§ **WORK TASK**
Count the lines in the records below that contain the word "water", and give that figure alone.

§ **EXERCISE MATERIALS**

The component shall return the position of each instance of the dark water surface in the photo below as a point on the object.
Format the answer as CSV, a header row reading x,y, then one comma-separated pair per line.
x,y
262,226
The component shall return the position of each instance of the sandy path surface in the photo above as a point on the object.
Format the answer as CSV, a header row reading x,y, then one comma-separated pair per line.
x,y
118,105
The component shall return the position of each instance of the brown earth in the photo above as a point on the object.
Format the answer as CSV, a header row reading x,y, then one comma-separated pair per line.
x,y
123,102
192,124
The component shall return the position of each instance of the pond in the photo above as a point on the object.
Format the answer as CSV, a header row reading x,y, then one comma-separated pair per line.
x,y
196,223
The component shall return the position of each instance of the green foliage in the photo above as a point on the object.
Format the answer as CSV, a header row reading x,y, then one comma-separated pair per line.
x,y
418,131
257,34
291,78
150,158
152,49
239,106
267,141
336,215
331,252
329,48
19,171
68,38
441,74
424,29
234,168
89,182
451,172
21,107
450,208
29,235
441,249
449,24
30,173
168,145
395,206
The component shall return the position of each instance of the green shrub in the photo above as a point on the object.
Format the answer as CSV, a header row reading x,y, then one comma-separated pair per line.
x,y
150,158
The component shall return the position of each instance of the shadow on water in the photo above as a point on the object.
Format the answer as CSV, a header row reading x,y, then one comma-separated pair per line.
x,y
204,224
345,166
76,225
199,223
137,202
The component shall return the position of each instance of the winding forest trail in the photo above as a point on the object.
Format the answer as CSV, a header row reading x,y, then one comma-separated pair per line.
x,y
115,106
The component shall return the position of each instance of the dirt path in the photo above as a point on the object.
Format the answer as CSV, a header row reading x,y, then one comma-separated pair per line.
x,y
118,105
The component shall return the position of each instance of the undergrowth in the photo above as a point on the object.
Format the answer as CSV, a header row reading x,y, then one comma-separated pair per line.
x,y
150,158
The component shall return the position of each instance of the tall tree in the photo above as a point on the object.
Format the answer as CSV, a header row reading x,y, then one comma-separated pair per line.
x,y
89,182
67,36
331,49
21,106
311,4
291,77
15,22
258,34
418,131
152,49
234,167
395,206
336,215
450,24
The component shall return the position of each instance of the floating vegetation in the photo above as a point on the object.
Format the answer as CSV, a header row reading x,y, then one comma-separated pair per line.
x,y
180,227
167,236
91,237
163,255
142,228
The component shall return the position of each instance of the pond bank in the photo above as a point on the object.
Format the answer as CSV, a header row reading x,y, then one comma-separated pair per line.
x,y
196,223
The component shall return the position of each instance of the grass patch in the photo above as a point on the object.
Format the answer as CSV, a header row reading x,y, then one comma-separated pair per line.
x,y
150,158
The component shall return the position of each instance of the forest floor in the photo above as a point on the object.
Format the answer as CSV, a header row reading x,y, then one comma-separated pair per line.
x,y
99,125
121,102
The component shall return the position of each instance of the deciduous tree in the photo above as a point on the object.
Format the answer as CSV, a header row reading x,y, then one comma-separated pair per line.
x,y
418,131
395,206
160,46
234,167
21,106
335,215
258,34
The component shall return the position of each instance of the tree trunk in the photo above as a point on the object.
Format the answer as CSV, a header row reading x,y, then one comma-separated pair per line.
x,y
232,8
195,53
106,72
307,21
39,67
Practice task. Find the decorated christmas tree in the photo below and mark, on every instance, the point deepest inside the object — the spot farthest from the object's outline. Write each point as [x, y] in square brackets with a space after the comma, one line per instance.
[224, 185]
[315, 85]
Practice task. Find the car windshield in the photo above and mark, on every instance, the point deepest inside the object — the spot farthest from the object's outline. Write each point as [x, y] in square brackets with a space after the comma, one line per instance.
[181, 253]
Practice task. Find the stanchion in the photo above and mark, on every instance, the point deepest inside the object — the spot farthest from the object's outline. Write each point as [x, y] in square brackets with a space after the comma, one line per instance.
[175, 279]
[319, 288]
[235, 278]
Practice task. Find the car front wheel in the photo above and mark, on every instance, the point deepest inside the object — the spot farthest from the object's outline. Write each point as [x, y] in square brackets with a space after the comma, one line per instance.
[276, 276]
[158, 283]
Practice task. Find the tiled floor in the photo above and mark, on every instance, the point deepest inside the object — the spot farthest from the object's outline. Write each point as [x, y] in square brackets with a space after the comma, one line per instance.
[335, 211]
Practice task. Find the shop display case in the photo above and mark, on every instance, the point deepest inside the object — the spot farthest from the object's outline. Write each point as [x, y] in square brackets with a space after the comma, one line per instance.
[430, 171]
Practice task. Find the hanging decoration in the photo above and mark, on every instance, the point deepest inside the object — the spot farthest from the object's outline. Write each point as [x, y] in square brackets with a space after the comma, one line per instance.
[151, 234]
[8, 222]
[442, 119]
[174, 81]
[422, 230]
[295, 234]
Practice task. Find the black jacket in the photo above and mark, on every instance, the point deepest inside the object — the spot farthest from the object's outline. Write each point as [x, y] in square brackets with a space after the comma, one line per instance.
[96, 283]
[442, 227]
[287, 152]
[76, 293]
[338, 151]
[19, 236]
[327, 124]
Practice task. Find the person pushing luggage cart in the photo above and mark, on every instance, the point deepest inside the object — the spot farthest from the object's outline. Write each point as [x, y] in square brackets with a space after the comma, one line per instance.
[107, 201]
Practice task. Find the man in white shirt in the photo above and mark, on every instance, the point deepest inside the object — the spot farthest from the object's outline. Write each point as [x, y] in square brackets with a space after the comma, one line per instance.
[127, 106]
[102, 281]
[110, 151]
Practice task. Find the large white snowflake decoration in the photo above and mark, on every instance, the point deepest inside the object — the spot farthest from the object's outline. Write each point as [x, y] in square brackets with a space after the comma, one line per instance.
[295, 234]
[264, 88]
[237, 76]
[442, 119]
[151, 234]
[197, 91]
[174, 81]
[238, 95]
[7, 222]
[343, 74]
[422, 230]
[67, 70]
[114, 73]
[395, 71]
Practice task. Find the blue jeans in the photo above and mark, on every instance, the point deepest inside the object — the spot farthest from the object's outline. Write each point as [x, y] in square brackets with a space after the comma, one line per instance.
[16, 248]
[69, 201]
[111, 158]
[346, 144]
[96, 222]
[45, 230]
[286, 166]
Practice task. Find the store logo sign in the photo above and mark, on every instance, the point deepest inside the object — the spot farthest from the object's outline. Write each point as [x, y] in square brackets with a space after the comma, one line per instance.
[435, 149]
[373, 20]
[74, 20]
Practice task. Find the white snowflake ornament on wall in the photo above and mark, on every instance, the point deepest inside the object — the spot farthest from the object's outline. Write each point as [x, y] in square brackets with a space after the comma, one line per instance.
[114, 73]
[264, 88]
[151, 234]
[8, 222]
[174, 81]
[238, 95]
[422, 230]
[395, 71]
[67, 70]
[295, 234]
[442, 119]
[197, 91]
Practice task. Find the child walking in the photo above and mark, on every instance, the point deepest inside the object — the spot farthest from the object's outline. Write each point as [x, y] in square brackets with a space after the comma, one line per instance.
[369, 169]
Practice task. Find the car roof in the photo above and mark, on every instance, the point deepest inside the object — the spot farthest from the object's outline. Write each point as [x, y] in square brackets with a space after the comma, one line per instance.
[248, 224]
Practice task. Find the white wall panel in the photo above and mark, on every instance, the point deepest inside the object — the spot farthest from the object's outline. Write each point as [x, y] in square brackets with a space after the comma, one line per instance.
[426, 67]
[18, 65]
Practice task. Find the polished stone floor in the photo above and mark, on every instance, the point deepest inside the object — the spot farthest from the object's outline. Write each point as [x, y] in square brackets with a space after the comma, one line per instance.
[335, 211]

§ **EXPECTED OUTPUT**
2